▶ **Available data**:

========================================================================

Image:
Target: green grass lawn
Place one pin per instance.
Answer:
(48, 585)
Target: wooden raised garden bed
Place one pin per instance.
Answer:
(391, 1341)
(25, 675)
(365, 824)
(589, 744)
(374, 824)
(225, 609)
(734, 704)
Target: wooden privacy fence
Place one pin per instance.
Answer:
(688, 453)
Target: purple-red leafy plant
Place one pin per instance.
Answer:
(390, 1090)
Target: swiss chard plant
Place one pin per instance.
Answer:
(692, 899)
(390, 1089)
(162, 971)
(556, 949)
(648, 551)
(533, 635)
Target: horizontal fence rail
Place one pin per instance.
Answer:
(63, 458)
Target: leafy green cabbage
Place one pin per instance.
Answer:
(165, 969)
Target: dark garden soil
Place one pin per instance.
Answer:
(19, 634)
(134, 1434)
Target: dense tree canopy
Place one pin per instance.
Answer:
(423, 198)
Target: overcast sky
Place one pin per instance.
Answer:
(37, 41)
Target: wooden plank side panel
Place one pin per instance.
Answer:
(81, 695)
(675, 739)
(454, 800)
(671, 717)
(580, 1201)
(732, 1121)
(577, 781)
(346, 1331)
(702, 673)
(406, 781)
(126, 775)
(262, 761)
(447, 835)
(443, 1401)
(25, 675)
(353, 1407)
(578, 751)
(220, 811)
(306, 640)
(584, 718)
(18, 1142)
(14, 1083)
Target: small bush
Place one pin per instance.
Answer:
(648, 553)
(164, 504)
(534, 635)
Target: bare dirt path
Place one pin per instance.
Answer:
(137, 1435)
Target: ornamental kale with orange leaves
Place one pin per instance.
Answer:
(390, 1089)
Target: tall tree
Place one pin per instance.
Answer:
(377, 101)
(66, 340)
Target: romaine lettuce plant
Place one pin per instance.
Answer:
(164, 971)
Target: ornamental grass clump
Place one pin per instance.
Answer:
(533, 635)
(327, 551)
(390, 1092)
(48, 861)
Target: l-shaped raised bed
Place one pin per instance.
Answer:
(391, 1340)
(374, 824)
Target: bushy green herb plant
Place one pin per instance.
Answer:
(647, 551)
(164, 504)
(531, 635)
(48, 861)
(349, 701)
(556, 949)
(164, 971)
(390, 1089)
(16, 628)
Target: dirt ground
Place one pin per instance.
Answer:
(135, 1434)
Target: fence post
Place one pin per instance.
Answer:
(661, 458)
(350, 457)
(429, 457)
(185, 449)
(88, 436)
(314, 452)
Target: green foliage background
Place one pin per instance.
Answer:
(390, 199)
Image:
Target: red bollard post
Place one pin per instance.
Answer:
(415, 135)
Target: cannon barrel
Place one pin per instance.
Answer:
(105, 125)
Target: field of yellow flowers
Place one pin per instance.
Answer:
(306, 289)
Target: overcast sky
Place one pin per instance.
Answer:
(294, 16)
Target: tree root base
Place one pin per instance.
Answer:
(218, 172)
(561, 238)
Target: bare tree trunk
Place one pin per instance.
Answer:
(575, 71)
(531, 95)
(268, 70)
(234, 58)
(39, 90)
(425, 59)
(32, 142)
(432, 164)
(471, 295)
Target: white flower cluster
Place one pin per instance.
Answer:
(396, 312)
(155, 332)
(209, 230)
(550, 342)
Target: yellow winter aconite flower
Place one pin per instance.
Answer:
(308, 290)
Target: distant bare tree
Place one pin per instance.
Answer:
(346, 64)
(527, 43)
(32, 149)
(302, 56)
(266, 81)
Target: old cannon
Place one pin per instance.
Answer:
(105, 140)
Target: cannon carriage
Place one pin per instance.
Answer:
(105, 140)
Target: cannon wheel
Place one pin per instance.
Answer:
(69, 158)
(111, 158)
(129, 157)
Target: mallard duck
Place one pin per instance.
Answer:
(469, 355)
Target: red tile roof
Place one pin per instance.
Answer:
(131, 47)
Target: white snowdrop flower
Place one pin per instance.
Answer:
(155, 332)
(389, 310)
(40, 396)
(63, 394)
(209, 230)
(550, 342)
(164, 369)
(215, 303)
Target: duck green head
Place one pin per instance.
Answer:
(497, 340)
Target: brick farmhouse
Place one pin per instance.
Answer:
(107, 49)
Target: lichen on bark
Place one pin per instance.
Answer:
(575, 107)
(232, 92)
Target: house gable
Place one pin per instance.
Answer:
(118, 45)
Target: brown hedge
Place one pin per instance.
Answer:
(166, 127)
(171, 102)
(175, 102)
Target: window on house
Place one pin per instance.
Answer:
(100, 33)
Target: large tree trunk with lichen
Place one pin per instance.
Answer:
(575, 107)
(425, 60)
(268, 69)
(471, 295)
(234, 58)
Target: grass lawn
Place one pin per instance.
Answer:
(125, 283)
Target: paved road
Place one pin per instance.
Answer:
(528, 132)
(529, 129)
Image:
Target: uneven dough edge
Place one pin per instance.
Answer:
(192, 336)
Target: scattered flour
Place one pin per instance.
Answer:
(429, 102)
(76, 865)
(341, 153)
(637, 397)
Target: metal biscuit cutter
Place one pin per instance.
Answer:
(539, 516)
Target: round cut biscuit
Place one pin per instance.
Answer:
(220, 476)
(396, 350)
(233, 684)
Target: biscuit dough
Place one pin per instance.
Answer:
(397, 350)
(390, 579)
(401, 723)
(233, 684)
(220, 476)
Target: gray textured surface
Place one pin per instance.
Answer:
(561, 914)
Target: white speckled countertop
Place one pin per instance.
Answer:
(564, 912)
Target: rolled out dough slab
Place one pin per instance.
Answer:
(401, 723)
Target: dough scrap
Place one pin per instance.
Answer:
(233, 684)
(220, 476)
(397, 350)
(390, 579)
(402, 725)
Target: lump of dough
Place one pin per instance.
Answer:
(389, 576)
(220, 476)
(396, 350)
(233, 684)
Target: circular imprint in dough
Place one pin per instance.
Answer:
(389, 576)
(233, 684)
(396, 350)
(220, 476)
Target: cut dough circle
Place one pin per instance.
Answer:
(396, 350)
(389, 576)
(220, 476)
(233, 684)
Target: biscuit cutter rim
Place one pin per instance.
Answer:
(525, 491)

========================================================================

▶ **Task directions**: Every line of the material that holds "fence" should be copied out as the answer.

▶ **Answer to this problem**:
Target: wooden privacy fence
Target: horizontal fence rail
Target: fence post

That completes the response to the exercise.